*** Opening Source data ***
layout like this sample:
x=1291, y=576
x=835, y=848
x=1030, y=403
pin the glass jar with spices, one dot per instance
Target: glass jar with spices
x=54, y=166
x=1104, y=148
*** Closing Source data ***
Task statement: From the records above, please extract every line and repeat it exactly.

Answer to the problem:
layout like this sample:
x=1291, y=576
x=835, y=848
x=1030, y=403
pin the glass jar with spices, one dot per instance
Target: glass jar with spices
x=54, y=166
x=1104, y=148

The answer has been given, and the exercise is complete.